Please locate every line in the data below that contains the word "shirt" and copy each of those lines in full.

--- RECORDS FOR THIS TASK ---

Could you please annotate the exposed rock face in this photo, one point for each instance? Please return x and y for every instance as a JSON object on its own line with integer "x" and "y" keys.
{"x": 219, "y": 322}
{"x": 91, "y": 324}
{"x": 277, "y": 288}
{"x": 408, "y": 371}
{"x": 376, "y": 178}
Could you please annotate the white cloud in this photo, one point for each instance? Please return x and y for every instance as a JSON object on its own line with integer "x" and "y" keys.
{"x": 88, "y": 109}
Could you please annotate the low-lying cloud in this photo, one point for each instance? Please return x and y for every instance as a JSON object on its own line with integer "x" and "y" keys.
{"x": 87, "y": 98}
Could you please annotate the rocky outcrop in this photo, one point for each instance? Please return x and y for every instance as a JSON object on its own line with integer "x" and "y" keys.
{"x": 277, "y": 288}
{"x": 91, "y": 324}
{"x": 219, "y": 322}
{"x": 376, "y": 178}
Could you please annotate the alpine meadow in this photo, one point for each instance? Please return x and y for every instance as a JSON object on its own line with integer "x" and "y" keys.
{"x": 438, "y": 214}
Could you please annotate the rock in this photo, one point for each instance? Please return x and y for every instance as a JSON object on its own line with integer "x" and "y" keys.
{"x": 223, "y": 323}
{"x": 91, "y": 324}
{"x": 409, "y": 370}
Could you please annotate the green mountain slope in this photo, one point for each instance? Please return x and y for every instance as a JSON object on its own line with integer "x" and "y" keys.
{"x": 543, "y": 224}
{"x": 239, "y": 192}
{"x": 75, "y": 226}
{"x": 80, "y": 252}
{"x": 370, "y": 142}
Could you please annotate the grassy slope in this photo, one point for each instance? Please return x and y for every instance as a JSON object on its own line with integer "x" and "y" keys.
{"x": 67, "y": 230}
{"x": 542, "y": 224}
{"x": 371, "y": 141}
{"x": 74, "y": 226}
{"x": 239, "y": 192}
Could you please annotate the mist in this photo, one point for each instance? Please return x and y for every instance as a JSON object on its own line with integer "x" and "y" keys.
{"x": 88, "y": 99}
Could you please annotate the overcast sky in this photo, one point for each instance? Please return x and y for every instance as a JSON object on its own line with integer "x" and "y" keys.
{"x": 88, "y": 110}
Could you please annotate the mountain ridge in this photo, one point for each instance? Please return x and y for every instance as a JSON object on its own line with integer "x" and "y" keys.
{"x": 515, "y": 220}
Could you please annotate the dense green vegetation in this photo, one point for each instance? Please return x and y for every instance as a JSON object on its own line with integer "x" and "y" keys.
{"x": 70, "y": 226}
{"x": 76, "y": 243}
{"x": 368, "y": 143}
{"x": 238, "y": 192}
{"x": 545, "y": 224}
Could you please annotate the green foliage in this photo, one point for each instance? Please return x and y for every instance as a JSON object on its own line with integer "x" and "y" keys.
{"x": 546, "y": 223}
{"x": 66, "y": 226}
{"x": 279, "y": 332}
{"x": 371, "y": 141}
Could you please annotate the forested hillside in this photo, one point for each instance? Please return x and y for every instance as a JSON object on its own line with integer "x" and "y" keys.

---
--- RECORDS FOR THIS TASK ---

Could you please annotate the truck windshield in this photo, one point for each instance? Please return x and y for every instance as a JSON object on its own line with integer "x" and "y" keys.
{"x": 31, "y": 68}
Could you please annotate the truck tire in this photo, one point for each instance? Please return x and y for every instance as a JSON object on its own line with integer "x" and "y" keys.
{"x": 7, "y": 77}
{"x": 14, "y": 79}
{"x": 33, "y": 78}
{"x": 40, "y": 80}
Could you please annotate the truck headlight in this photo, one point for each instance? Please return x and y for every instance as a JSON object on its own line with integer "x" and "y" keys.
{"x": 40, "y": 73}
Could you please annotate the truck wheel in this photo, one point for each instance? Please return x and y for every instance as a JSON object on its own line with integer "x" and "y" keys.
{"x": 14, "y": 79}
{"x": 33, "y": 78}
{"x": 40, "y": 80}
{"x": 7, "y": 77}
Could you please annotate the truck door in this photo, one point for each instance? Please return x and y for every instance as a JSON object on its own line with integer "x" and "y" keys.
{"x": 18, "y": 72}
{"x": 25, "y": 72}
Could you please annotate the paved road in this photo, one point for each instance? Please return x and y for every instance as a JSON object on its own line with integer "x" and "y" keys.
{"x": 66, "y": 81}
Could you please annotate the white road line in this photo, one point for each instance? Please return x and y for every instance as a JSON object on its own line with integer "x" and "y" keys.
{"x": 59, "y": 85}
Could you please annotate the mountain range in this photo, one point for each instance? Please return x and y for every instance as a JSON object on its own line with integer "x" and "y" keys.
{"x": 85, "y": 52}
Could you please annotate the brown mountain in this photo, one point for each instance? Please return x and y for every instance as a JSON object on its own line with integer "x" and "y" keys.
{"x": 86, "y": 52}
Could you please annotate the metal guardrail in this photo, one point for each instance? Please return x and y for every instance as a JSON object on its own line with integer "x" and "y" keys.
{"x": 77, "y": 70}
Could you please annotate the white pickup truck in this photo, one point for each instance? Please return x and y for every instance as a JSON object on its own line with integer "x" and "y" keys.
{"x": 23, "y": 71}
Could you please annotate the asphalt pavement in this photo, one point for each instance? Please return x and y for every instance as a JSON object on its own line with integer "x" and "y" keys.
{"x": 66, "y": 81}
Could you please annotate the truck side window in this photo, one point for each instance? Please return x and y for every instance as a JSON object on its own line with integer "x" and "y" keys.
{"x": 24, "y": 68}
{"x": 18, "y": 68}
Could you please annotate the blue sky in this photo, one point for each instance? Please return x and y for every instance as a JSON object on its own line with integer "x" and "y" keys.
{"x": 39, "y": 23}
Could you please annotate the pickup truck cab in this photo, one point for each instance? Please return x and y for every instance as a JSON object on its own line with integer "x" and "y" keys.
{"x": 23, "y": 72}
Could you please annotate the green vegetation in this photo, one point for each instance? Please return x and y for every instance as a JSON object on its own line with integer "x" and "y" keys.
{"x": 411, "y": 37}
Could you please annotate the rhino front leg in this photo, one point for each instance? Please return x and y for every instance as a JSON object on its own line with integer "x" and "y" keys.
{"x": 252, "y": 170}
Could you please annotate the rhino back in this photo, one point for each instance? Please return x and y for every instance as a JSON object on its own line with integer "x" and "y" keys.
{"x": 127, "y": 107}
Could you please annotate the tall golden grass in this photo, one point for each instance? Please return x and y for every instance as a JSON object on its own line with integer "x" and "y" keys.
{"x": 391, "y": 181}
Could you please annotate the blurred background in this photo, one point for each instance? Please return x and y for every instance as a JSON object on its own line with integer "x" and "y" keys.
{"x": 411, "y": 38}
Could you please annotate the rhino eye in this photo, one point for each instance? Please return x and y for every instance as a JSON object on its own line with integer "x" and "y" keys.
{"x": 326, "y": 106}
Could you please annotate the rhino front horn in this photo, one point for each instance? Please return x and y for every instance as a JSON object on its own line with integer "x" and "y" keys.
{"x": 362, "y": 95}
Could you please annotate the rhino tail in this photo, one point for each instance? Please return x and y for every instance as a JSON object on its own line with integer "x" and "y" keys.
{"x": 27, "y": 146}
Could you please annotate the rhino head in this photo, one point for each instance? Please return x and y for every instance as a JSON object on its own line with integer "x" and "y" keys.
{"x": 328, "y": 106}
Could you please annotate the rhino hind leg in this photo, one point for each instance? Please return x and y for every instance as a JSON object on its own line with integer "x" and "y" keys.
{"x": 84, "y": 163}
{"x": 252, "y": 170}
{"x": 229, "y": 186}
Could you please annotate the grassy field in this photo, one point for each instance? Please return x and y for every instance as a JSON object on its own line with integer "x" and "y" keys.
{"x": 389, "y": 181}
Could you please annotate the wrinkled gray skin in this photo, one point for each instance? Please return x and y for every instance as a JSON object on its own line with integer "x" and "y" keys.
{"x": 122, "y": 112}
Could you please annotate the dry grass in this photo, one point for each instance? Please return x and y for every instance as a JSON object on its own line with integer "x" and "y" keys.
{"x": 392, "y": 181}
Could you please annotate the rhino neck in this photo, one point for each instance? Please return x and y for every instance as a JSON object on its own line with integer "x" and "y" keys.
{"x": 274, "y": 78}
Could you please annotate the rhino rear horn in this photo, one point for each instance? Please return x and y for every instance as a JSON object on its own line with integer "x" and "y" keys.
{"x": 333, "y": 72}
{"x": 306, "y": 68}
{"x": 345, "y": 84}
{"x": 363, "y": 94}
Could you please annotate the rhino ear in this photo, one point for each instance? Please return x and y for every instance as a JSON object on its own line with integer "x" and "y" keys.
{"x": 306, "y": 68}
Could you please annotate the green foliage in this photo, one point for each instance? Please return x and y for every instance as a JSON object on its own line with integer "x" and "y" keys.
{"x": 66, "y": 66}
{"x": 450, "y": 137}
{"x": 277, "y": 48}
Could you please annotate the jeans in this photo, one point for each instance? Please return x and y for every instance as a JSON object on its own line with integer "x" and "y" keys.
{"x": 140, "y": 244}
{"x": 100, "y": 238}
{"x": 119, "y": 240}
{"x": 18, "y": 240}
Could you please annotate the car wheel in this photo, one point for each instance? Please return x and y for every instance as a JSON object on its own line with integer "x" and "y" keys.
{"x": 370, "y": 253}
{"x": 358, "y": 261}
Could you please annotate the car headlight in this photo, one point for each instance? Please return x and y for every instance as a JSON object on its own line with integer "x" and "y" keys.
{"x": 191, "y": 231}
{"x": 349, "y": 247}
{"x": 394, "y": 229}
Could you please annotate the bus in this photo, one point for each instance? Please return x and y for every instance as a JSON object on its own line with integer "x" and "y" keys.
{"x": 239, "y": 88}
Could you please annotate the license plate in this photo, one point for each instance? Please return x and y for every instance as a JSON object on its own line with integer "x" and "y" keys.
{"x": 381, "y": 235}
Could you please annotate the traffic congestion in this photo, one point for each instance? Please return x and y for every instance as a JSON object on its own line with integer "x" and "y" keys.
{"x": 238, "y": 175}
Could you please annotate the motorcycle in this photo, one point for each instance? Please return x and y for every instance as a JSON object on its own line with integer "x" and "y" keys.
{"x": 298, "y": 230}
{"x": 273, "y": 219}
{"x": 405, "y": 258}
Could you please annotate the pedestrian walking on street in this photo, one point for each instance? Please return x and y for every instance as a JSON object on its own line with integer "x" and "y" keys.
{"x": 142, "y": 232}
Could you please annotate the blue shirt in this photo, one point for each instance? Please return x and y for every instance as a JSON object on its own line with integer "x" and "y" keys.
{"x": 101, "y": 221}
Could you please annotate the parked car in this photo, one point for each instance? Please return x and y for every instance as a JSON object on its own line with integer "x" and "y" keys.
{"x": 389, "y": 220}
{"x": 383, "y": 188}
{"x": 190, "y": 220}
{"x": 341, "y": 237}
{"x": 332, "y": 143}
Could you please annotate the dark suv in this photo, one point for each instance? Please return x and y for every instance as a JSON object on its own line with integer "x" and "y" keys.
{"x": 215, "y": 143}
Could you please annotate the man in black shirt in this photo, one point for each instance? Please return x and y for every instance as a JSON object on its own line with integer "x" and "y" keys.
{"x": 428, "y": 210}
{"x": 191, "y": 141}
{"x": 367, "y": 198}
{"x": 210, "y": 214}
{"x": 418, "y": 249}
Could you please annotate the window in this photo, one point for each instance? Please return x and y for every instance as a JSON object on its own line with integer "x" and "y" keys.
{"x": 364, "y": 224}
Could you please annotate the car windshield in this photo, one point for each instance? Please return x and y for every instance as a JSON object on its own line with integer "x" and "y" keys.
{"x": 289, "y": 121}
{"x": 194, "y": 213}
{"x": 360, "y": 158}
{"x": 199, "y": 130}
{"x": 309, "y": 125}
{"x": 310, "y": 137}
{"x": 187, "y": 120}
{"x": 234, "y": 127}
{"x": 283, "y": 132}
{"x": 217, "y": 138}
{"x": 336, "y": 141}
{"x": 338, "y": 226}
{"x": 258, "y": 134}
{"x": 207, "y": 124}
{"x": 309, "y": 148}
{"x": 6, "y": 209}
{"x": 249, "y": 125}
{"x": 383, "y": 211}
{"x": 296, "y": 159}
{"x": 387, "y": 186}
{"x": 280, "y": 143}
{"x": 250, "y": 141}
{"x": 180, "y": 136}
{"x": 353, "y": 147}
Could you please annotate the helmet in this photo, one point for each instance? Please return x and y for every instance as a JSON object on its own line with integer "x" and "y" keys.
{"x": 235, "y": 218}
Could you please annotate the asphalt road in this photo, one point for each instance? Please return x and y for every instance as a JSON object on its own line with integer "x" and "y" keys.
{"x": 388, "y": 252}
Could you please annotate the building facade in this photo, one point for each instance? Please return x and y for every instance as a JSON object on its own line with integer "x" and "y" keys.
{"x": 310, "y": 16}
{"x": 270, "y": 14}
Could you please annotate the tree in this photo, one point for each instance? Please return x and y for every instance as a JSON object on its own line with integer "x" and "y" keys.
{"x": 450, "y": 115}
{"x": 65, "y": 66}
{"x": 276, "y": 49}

---

■ **RESPONSE TO THE EXERCISE**
Could you please annotate the blue shirt in this photo, one point for each instance? Please return x and y for every instance as a JSON object on its own line with integer "x" and "y" keys.
Could you please annotate the man in black shirt in this photo, one point for each instance? Please return x and y for every instance as a JSON object on its own line with integer "x" and "y" keys.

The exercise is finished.